> **Data for this exercise**
--------------------
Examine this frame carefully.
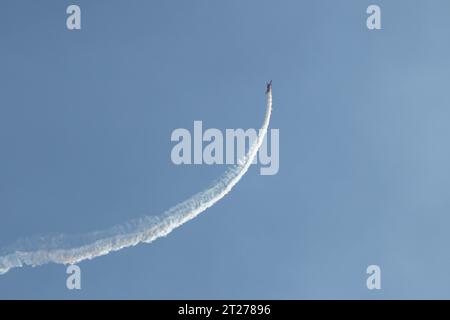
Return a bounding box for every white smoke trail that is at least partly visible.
[0,90,272,274]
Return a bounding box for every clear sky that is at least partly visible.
[0,0,450,299]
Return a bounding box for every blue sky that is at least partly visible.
[0,0,450,299]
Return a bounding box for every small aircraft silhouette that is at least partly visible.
[266,80,272,94]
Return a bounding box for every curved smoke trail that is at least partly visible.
[0,89,272,274]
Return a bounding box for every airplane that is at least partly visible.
[266,80,272,94]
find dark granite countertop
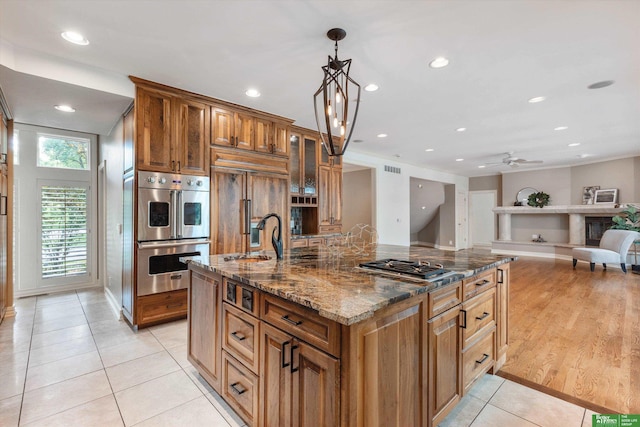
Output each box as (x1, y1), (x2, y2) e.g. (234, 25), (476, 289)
(188, 245), (515, 325)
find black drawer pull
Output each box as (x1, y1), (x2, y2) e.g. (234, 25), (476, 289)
(229, 382), (247, 394)
(282, 314), (302, 326)
(476, 311), (489, 320)
(231, 332), (247, 341)
(476, 353), (489, 365)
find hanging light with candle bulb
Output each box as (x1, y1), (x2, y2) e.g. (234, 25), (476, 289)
(313, 28), (360, 156)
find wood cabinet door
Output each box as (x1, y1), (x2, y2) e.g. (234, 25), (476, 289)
(318, 166), (332, 226)
(259, 322), (293, 427)
(329, 166), (342, 225)
(272, 123), (289, 157)
(187, 270), (222, 392)
(234, 113), (255, 150)
(173, 100), (211, 175)
(136, 87), (174, 172)
(350, 299), (428, 427)
(428, 307), (462, 426)
(247, 172), (289, 250)
(291, 340), (340, 427)
(211, 107), (236, 147)
(211, 168), (247, 254)
(253, 117), (273, 153)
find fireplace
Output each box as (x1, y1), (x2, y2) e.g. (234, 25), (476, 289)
(584, 216), (613, 246)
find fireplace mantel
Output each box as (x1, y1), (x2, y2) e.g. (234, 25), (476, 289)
(493, 203), (625, 246)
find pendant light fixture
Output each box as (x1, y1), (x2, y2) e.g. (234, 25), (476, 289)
(313, 28), (360, 156)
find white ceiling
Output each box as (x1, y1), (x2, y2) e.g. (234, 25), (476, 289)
(0, 0), (640, 176)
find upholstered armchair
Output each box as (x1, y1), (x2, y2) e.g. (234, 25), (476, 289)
(571, 230), (640, 273)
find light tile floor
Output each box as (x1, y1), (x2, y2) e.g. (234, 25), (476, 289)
(0, 289), (592, 427)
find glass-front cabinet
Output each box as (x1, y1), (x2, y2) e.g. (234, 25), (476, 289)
(289, 131), (318, 196)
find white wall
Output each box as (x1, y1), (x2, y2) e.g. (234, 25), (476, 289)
(344, 151), (469, 246)
(14, 123), (98, 297)
(99, 119), (124, 309)
(342, 169), (373, 232)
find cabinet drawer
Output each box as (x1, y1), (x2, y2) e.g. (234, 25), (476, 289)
(136, 289), (187, 327)
(222, 277), (260, 317)
(221, 351), (260, 426)
(222, 302), (260, 373)
(462, 288), (496, 348)
(428, 282), (462, 319)
(291, 239), (309, 248)
(307, 237), (324, 246)
(260, 294), (340, 357)
(462, 328), (496, 394)
(462, 269), (496, 301)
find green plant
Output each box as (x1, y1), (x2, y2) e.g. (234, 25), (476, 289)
(527, 191), (550, 208)
(611, 205), (640, 231)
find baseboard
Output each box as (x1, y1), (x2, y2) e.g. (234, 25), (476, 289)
(104, 286), (123, 320)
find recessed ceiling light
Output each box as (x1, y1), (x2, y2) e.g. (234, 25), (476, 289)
(529, 96), (547, 104)
(53, 105), (76, 113)
(429, 56), (449, 68)
(587, 80), (614, 89)
(60, 31), (89, 46)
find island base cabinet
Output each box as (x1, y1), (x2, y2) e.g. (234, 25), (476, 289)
(428, 308), (462, 426)
(260, 323), (340, 427)
(187, 271), (222, 392)
(341, 298), (428, 427)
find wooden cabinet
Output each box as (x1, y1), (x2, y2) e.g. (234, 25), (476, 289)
(211, 167), (289, 254)
(318, 166), (342, 233)
(260, 322), (340, 427)
(135, 289), (187, 327)
(211, 106), (289, 157)
(135, 86), (210, 175)
(493, 264), (511, 371)
(189, 265), (508, 427)
(428, 307), (462, 426)
(187, 271), (222, 392)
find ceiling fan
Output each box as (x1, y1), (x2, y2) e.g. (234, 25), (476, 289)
(486, 151), (543, 168)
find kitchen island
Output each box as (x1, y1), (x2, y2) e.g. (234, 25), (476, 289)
(188, 245), (514, 427)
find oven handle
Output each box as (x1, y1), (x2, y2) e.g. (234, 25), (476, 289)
(173, 189), (182, 239)
(138, 239), (211, 249)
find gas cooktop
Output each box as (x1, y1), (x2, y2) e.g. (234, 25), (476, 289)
(360, 258), (449, 280)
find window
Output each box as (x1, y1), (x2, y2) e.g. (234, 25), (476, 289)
(38, 134), (90, 170)
(40, 183), (89, 279)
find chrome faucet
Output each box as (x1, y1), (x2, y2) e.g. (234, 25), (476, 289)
(256, 213), (282, 259)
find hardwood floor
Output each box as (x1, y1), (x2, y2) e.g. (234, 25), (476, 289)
(498, 257), (640, 414)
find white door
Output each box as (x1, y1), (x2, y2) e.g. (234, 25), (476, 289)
(469, 190), (498, 247)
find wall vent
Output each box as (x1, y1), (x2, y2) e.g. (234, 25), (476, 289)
(384, 165), (400, 174)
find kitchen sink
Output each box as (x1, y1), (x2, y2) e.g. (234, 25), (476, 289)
(224, 254), (272, 262)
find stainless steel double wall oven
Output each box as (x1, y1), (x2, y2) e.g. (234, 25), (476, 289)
(137, 172), (210, 296)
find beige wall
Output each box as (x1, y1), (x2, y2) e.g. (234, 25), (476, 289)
(342, 169), (373, 232)
(469, 175), (502, 204)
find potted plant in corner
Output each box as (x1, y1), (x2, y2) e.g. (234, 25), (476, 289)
(611, 204), (640, 231)
(527, 191), (550, 208)
(611, 203), (640, 274)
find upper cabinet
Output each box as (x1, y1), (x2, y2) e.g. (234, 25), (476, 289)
(211, 106), (289, 156)
(136, 86), (210, 175)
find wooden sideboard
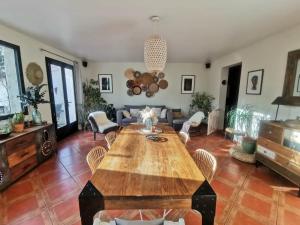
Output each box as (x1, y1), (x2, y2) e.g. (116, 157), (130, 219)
(256, 121), (300, 196)
(0, 124), (56, 191)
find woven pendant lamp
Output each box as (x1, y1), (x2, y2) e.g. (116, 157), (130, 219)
(144, 16), (167, 73)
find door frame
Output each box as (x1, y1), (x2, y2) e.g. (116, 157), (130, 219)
(45, 57), (78, 140)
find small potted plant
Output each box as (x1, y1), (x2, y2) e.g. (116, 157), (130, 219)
(12, 112), (25, 133)
(18, 84), (49, 125)
(227, 105), (256, 154)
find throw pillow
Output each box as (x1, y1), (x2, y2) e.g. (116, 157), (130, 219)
(123, 110), (131, 119)
(172, 112), (182, 119)
(115, 218), (164, 225)
(151, 108), (161, 117)
(130, 109), (140, 117)
(160, 109), (167, 119)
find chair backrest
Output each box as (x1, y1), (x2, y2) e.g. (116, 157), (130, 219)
(179, 131), (190, 145)
(86, 146), (106, 174)
(88, 111), (109, 125)
(189, 111), (205, 124)
(105, 131), (117, 149)
(193, 149), (217, 182)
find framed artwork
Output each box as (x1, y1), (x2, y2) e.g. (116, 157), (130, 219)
(297, 74), (300, 93)
(98, 74), (113, 93)
(246, 69), (264, 95)
(181, 75), (195, 94)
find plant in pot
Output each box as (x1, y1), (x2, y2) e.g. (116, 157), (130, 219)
(79, 79), (116, 130)
(12, 112), (25, 133)
(190, 92), (215, 118)
(226, 105), (256, 154)
(18, 84), (50, 125)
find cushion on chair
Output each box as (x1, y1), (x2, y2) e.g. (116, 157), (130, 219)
(159, 109), (168, 119)
(98, 121), (119, 133)
(123, 110), (131, 119)
(115, 218), (164, 225)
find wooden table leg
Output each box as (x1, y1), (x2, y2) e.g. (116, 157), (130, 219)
(192, 180), (217, 225)
(79, 181), (104, 225)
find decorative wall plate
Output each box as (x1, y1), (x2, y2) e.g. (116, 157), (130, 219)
(134, 71), (142, 78)
(148, 83), (159, 93)
(127, 89), (133, 96)
(146, 91), (154, 98)
(157, 72), (165, 79)
(126, 80), (135, 88)
(124, 68), (135, 80)
(26, 62), (44, 85)
(158, 80), (168, 89)
(132, 86), (142, 95)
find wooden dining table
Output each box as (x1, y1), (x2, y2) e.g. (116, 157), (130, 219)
(79, 125), (216, 225)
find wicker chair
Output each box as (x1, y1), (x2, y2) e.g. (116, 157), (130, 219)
(105, 131), (117, 149)
(179, 131), (190, 145)
(193, 149), (217, 183)
(86, 146), (106, 174)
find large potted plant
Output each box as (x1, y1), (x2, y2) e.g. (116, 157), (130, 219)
(80, 79), (116, 129)
(190, 92), (215, 118)
(19, 84), (49, 125)
(12, 112), (25, 133)
(226, 105), (256, 154)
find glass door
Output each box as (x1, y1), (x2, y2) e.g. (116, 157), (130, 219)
(46, 58), (78, 139)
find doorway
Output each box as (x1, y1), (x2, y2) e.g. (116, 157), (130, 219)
(224, 64), (242, 129)
(46, 57), (78, 140)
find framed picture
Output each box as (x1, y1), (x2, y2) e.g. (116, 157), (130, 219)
(181, 75), (195, 94)
(98, 74), (113, 93)
(297, 74), (300, 93)
(246, 69), (264, 95)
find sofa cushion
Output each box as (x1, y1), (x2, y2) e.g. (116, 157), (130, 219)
(158, 118), (168, 123)
(129, 108), (140, 117)
(115, 218), (164, 225)
(122, 117), (137, 123)
(123, 110), (131, 119)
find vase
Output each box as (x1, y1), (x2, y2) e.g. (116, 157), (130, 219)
(32, 109), (42, 125)
(144, 117), (153, 130)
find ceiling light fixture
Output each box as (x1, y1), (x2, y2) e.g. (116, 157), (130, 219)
(144, 16), (167, 73)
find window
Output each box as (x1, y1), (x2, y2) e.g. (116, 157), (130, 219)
(0, 40), (24, 119)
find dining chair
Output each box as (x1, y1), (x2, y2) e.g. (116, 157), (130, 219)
(179, 131), (190, 145)
(86, 146), (107, 174)
(105, 131), (117, 149)
(193, 149), (217, 183)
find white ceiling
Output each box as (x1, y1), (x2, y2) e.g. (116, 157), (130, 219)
(0, 0), (300, 62)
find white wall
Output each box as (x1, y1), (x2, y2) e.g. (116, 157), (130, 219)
(0, 24), (76, 122)
(82, 62), (207, 112)
(207, 26), (300, 128)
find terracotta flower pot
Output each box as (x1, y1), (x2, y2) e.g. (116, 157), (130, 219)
(14, 123), (24, 133)
(242, 137), (256, 154)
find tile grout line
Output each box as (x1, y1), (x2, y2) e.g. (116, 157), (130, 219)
(224, 166), (253, 225)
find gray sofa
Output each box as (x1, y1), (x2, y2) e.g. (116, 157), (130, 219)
(117, 105), (173, 126)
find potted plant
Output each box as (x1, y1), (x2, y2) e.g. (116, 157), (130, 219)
(12, 112), (25, 133)
(18, 84), (49, 125)
(79, 79), (116, 130)
(190, 92), (215, 118)
(226, 105), (256, 154)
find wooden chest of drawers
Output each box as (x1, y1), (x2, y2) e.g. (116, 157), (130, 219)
(256, 121), (300, 196)
(0, 125), (56, 190)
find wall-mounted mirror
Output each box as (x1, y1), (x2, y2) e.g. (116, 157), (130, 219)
(282, 50), (300, 106)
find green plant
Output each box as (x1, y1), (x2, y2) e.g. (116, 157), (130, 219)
(12, 113), (25, 124)
(18, 84), (49, 109)
(190, 92), (215, 117)
(226, 105), (253, 136)
(80, 79), (115, 129)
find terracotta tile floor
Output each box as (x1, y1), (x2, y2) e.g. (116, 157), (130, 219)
(0, 132), (300, 225)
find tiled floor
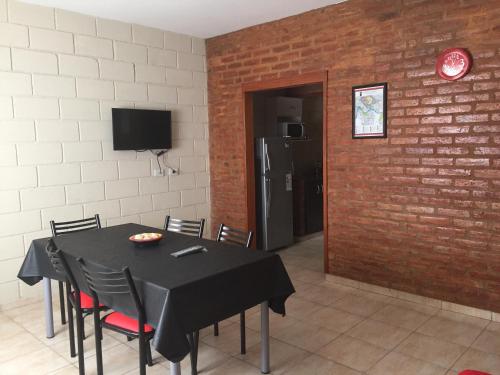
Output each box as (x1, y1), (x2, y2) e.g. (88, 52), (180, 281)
(0, 237), (500, 375)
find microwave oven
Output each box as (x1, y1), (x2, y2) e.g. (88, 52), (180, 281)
(278, 122), (305, 138)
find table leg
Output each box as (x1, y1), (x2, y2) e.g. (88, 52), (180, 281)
(170, 362), (181, 375)
(260, 301), (271, 374)
(43, 277), (54, 339)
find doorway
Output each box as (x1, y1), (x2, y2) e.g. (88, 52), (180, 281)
(243, 72), (328, 272)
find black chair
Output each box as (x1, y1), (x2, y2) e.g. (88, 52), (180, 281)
(163, 215), (205, 238)
(214, 224), (253, 354)
(50, 215), (101, 324)
(45, 239), (107, 375)
(77, 258), (155, 375)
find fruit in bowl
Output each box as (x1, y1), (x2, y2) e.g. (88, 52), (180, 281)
(129, 233), (163, 242)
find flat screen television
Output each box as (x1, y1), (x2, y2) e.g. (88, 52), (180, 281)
(112, 108), (172, 150)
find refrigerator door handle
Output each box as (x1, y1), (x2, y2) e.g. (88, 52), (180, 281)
(264, 143), (271, 172)
(266, 177), (272, 219)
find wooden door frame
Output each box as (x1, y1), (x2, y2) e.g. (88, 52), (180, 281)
(241, 71), (328, 273)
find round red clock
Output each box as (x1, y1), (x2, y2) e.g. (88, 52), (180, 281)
(436, 48), (472, 81)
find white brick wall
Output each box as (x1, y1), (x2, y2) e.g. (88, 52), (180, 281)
(0, 0), (210, 305)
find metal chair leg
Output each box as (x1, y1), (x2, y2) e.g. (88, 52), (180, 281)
(187, 333), (198, 375)
(240, 311), (247, 354)
(94, 309), (103, 375)
(66, 293), (78, 357)
(139, 336), (146, 375)
(146, 341), (153, 367)
(59, 281), (66, 324)
(76, 310), (85, 375)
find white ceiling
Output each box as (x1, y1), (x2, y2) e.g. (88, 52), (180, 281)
(23, 0), (346, 38)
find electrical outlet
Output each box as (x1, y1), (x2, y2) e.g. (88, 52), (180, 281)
(153, 169), (164, 177)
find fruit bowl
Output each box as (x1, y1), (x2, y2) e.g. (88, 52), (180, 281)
(128, 233), (163, 244)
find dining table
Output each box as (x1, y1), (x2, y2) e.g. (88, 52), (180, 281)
(18, 223), (295, 375)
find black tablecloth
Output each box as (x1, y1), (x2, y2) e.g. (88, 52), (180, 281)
(18, 224), (294, 362)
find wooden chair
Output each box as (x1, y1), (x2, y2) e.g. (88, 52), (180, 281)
(214, 224), (253, 354)
(45, 239), (107, 375)
(50, 214), (101, 324)
(163, 215), (205, 238)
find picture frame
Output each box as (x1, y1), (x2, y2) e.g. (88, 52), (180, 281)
(352, 82), (387, 139)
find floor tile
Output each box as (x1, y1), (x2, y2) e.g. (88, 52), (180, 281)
(286, 296), (322, 319)
(192, 358), (260, 375)
(85, 344), (139, 375)
(370, 305), (431, 330)
(453, 349), (500, 375)
(334, 295), (386, 317)
(307, 307), (365, 333)
(275, 321), (340, 352)
(486, 322), (500, 333)
(472, 330), (500, 356)
(245, 313), (299, 337)
(297, 285), (348, 306)
(1, 347), (70, 375)
(201, 323), (260, 355)
(271, 355), (361, 375)
(179, 343), (231, 375)
(395, 333), (467, 368)
(239, 338), (310, 374)
(0, 330), (47, 364)
(417, 311), (488, 346)
(47, 366), (79, 375)
(318, 335), (387, 371)
(0, 317), (26, 340)
(367, 352), (446, 375)
(346, 319), (411, 350)
(51, 328), (123, 363)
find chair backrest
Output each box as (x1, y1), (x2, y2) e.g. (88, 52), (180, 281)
(77, 258), (146, 323)
(45, 238), (80, 292)
(217, 224), (253, 247)
(163, 215), (205, 238)
(50, 214), (101, 237)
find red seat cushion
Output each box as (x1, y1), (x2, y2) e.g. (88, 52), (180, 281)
(104, 311), (154, 333)
(73, 292), (104, 309)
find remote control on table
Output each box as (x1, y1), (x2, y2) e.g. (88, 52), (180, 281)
(170, 245), (208, 258)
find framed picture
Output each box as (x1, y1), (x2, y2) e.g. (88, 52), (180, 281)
(352, 83), (387, 139)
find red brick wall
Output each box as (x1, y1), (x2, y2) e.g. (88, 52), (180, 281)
(207, 0), (500, 311)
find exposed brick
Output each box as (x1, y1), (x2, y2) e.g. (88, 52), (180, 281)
(455, 158), (490, 167)
(207, 0), (500, 311)
(455, 114), (488, 122)
(455, 94), (490, 103)
(421, 116), (452, 124)
(455, 136), (490, 144)
(406, 107), (436, 116)
(438, 126), (470, 134)
(439, 104), (472, 114)
(420, 137), (452, 145)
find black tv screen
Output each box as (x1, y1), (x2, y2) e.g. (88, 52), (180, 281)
(112, 108), (172, 150)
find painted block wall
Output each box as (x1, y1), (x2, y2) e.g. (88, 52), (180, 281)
(0, 0), (210, 305)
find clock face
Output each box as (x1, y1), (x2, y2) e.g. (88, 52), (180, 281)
(436, 48), (472, 81)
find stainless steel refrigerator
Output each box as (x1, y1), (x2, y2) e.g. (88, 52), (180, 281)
(255, 137), (293, 251)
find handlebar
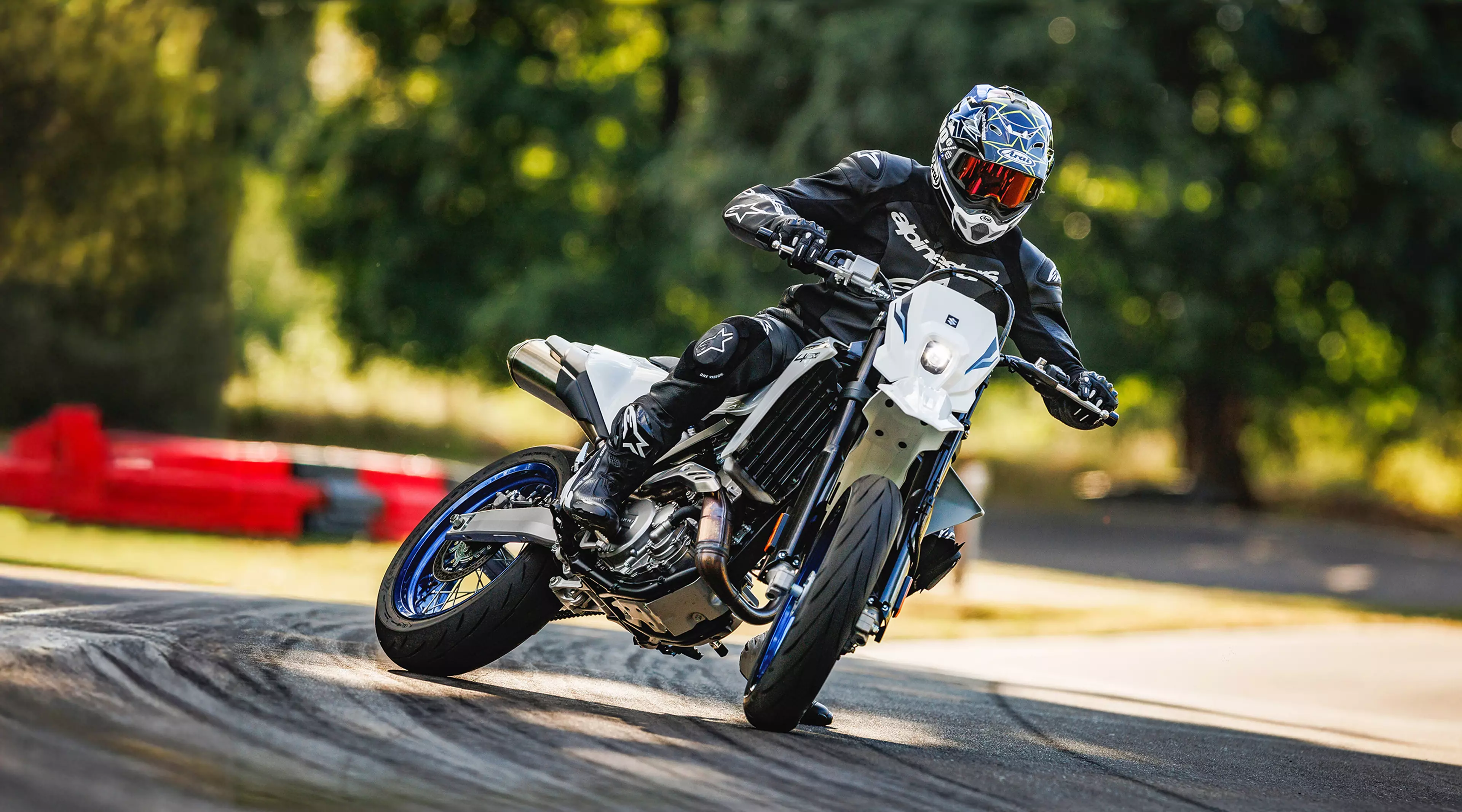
--------------------
> **Task goal**
How many lines in the material above contain the string "that", with case counting? Reply with the number alone.

> **Finished task**
6